### INSTRUCTIONS FOR THE TASK
Copy everything from the start of the material down to the line containing "M 470 255 L", substituting "pine tree" for "green tree" and keeping all else unchanged. Leave the pictures out of your answer.

### Data entries
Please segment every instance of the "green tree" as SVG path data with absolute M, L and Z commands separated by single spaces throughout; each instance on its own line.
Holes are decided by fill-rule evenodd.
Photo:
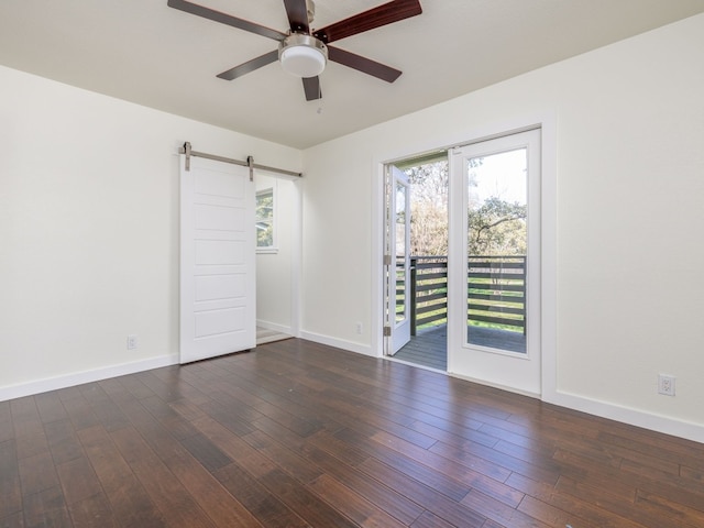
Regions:
M 470 255 L 525 255 L 525 204 L 491 197 L 468 212 Z

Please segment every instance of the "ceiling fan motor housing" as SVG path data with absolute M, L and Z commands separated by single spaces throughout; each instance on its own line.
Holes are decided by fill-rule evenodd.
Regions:
M 278 46 L 278 61 L 296 77 L 316 77 L 328 62 L 328 46 L 312 35 L 292 33 Z

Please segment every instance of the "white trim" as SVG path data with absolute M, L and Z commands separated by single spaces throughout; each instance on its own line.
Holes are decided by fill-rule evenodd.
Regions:
M 598 416 L 622 424 L 641 427 L 651 431 L 671 435 L 695 442 L 704 443 L 704 426 L 667 416 L 644 413 L 641 410 L 623 407 L 606 402 L 585 398 L 576 394 L 557 391 L 550 398 L 543 395 L 543 402 Z
M 48 391 L 57 391 L 59 388 L 73 387 L 85 383 L 100 382 L 111 377 L 124 376 L 127 374 L 135 374 L 138 372 L 151 371 L 152 369 L 162 369 L 164 366 L 177 365 L 178 354 L 165 354 L 150 360 L 132 361 L 119 365 L 111 365 L 92 371 L 84 371 L 63 376 L 48 377 L 9 387 L 0 388 L 0 402 L 8 399 L 22 398 L 34 394 L 46 393 Z
M 261 319 L 257 319 L 256 326 L 260 328 L 265 328 L 266 330 L 273 330 L 278 333 L 287 333 L 288 336 L 293 336 L 292 327 L 287 327 L 285 324 L 278 324 L 276 322 L 263 321 Z
M 361 343 L 354 343 L 344 339 L 331 338 L 330 336 L 322 336 L 320 333 L 300 332 L 301 339 L 307 339 L 315 343 L 327 344 L 328 346 L 334 346 L 336 349 L 346 350 L 349 352 L 356 352 L 358 354 L 370 355 L 376 358 L 371 346 Z

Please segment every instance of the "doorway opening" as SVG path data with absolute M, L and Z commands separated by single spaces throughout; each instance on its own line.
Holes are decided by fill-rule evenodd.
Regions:
M 447 151 L 386 167 L 386 354 L 448 370 Z M 388 331 L 387 331 L 388 332 Z
M 539 392 L 540 138 L 531 128 L 386 165 L 387 356 Z

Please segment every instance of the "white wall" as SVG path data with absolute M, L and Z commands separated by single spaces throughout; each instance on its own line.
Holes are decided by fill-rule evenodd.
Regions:
M 704 441 L 702 50 L 697 15 L 307 150 L 304 334 L 381 352 L 381 162 L 553 116 L 557 345 L 542 396 Z M 657 394 L 658 373 L 676 376 L 674 398 Z
M 300 152 L 4 67 L 0 86 L 0 400 L 173 363 L 178 147 Z

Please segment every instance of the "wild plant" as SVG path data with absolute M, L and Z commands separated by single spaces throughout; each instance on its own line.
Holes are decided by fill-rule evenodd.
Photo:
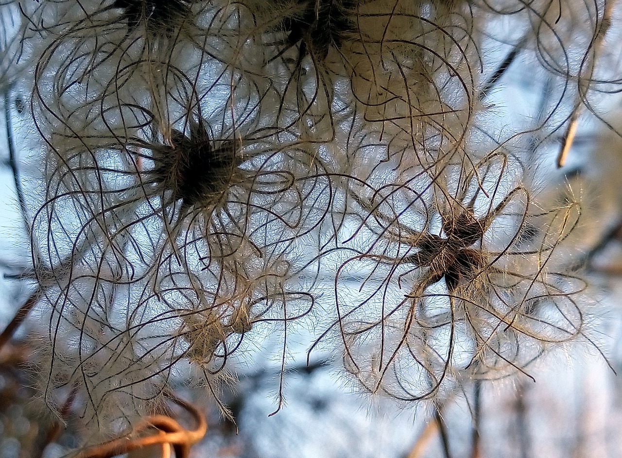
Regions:
M 281 408 L 301 321 L 364 390 L 439 405 L 590 341 L 567 256 L 580 203 L 539 203 L 529 160 L 605 84 L 601 3 L 16 3 L 49 406 L 74 390 L 100 440 L 142 431 L 183 380 L 226 415 L 231 360 L 271 334 Z M 518 44 L 493 68 L 501 40 Z M 519 55 L 562 85 L 498 132 L 487 99 Z

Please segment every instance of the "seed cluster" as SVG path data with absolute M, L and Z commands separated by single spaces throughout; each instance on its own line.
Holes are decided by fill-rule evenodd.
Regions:
M 407 400 L 589 340 L 568 255 L 580 203 L 539 201 L 529 165 L 615 83 L 593 77 L 601 29 L 567 2 L 8 5 L 23 14 L 6 47 L 24 45 L 6 74 L 43 152 L 28 204 L 51 408 L 76 387 L 105 435 L 180 380 L 217 398 L 233 357 L 271 338 L 282 400 L 294 330 Z M 559 90 L 501 131 L 486 98 L 504 48 Z

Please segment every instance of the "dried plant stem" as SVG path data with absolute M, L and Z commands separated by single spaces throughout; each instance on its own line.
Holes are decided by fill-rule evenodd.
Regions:
M 517 56 L 521 53 L 521 52 L 524 49 L 525 45 L 527 44 L 527 42 L 529 40 L 529 34 L 527 34 L 521 39 L 520 41 L 514 45 L 514 48 L 512 50 L 508 53 L 508 55 L 506 56 L 505 59 L 503 62 L 499 64 L 499 66 L 497 67 L 497 70 L 495 70 L 494 73 L 493 73 L 492 76 L 488 78 L 488 81 L 484 85 L 484 87 L 481 88 L 480 91 L 480 93 L 477 96 L 478 100 L 480 102 L 484 100 L 486 97 L 488 97 L 488 94 L 490 93 L 490 90 L 494 87 L 499 79 L 503 76 L 503 74 L 508 70 L 509 66 L 512 65 L 514 60 L 516 58 Z
M 430 440 L 438 429 L 439 423 L 435 420 L 429 421 L 417 438 L 417 441 L 412 446 L 410 452 L 406 456 L 406 458 L 420 458 L 423 456 L 424 452 L 425 451 L 428 444 L 430 443 Z
M 613 12 L 613 7 L 615 5 L 615 2 L 614 0 L 609 0 L 605 2 L 605 11 L 603 13 L 603 18 L 600 20 L 600 22 L 596 23 L 596 29 L 594 34 L 593 39 L 592 39 L 591 48 L 593 50 L 593 56 L 591 59 L 590 59 L 588 56 L 585 57 L 584 60 L 584 63 L 587 63 L 588 69 L 587 71 L 582 72 L 579 77 L 579 86 L 578 91 L 577 93 L 577 100 L 575 102 L 575 106 L 572 109 L 572 112 L 570 114 L 570 118 L 568 121 L 568 127 L 566 128 L 566 132 L 564 134 L 564 137 L 562 140 L 562 147 L 560 149 L 559 153 L 557 155 L 557 168 L 560 168 L 564 167 L 564 165 L 566 162 L 566 158 L 568 157 L 568 153 L 570 150 L 570 148 L 572 147 L 572 143 L 575 140 L 575 136 L 577 135 L 577 128 L 578 127 L 578 122 L 579 116 L 581 114 L 581 109 L 585 104 L 584 97 L 585 93 L 586 92 L 587 88 L 584 88 L 583 87 L 583 81 L 590 81 L 592 80 L 592 75 L 594 73 L 594 65 L 596 62 L 598 54 L 600 52 L 601 47 L 603 46 L 603 44 L 605 42 L 605 37 L 607 34 L 607 31 L 609 30 L 609 27 L 611 25 L 611 16 Z M 590 62 L 586 62 L 589 60 Z M 589 84 L 589 83 L 588 83 Z
M 71 392 L 69 393 L 69 396 L 67 396 L 67 400 L 60 409 L 60 418 L 62 419 L 67 419 L 69 416 L 69 411 L 72 408 L 72 405 L 73 403 L 73 400 L 75 399 L 77 392 L 78 386 L 74 385 L 73 388 L 72 388 Z M 63 424 L 60 421 L 56 421 L 52 426 L 52 428 L 50 428 L 47 432 L 47 434 L 45 436 L 45 439 L 44 439 L 43 444 L 40 449 L 40 451 L 35 455 L 34 458 L 41 458 L 43 456 L 45 447 L 50 444 L 55 442 L 58 438 L 58 436 L 60 436 L 62 427 Z
M 440 408 L 440 406 L 435 406 L 434 419 L 439 427 L 439 434 L 440 436 L 440 443 L 443 446 L 443 453 L 445 454 L 445 458 L 452 458 L 452 454 L 449 451 L 449 436 L 447 434 L 447 427 L 443 421 Z
M 521 458 L 530 458 L 531 453 L 529 450 L 529 426 L 527 424 L 527 405 L 525 403 L 525 392 L 527 390 L 526 385 L 521 385 L 516 390 L 516 431 L 518 435 L 519 449 L 521 452 Z
M 13 143 L 13 127 L 11 122 L 11 112 L 9 110 L 9 101 L 10 96 L 9 91 L 4 92 L 4 121 L 6 123 L 6 141 L 9 148 L 9 165 L 11 167 L 11 171 L 13 174 L 13 180 L 15 181 L 15 190 L 17 194 L 17 201 L 19 202 L 19 208 L 22 212 L 22 218 L 24 219 L 24 227 L 26 229 L 26 234 L 29 238 L 30 236 L 30 225 L 29 222 L 28 210 L 26 207 L 26 201 L 24 197 L 24 189 L 22 188 L 22 182 L 19 180 L 19 171 L 17 168 L 17 159 L 16 157 L 15 145 Z
M 168 393 L 168 396 L 194 417 L 197 424 L 195 429 L 187 429 L 166 415 L 151 415 L 136 425 L 129 434 L 85 449 L 75 458 L 111 458 L 157 444 L 162 444 L 163 457 L 170 456 L 172 448 L 176 458 L 188 458 L 190 447 L 203 439 L 207 432 L 207 422 L 205 416 L 196 408 L 172 393 Z M 136 437 L 154 428 L 157 431 L 147 436 Z
M 481 458 L 480 429 L 481 423 L 481 380 L 475 380 L 473 403 L 471 458 Z

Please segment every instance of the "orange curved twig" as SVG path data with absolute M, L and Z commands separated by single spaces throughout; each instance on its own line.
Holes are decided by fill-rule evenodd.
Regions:
M 194 417 L 197 423 L 195 429 L 187 429 L 176 420 L 166 415 L 151 415 L 132 428 L 130 434 L 85 449 L 75 458 L 111 458 L 132 450 L 159 444 L 164 446 L 162 454 L 164 456 L 170 456 L 170 449 L 172 448 L 176 458 L 188 458 L 190 447 L 203 439 L 207 432 L 207 422 L 205 416 L 195 407 L 172 393 L 167 395 Z M 136 437 L 141 433 L 154 428 L 157 431 L 152 434 Z

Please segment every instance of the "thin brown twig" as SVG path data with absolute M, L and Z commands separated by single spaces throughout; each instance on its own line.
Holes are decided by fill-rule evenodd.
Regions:
M 417 438 L 414 445 L 411 449 L 411 451 L 406 456 L 406 458 L 421 458 L 424 452 L 425 451 L 428 444 L 430 442 L 430 440 L 434 436 L 434 433 L 438 430 L 439 423 L 435 420 L 433 419 L 429 421 L 428 424 L 425 425 L 425 428 L 421 431 L 421 434 Z
M 590 60 L 591 62 L 588 64 L 588 70 L 587 71 L 579 76 L 579 88 L 577 94 L 577 100 L 575 102 L 575 106 L 572 108 L 572 112 L 570 113 L 570 117 L 569 119 L 568 127 L 566 127 L 566 131 L 564 134 L 562 140 L 562 147 L 560 149 L 559 153 L 557 155 L 557 163 L 558 168 L 563 167 L 565 163 L 568 153 L 570 152 L 572 143 L 575 140 L 575 136 L 577 134 L 577 128 L 578 126 L 578 117 L 581 114 L 581 109 L 584 105 L 583 98 L 585 97 L 585 91 L 583 90 L 583 88 L 582 87 L 582 83 L 585 80 L 589 81 L 592 79 L 597 55 L 605 42 L 605 36 L 607 34 L 607 31 L 611 25 L 611 16 L 613 14 L 615 4 L 615 2 L 613 0 L 610 0 L 605 2 L 603 18 L 601 19 L 600 24 L 598 25 L 598 28 L 594 35 L 593 41 L 593 57 Z
M 77 392 L 78 387 L 74 385 L 71 392 L 69 393 L 69 396 L 67 396 L 67 400 L 60 409 L 60 418 L 64 420 L 69 416 L 69 411 L 72 408 L 72 405 L 73 403 L 73 400 L 75 399 Z M 45 436 L 45 439 L 44 439 L 43 444 L 40 449 L 40 451 L 35 454 L 33 458 L 40 458 L 43 456 L 45 447 L 55 441 L 58 438 L 58 436 L 60 436 L 60 433 L 62 431 L 62 427 L 63 424 L 60 421 L 54 423 L 48 431 L 47 434 Z
M 481 458 L 480 429 L 481 423 L 481 380 L 475 380 L 473 393 L 473 430 L 471 432 L 471 458 Z
M 136 425 L 128 434 L 85 449 L 75 458 L 111 458 L 159 444 L 164 446 L 163 457 L 169 455 L 172 448 L 176 458 L 188 458 L 192 446 L 203 439 L 207 432 L 207 422 L 205 416 L 196 408 L 172 393 L 168 395 L 194 417 L 197 424 L 195 429 L 187 429 L 166 415 L 151 415 Z M 157 431 L 147 436 L 140 436 L 141 433 L 154 428 Z

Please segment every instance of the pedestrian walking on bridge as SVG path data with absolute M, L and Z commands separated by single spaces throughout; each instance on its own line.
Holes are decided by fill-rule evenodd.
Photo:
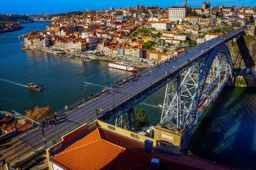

### COMPLETED TASK
Please segment every instance of the "pine tree" as SVG path data with absolute M, L and Z commands separated by single spaces throughout; each instance on its own line.
Holes are decided by fill-rule evenodd.
Photo:
Regions:
M 470 255 L 525 255 L 525 204 L 491 197 L 468 212 Z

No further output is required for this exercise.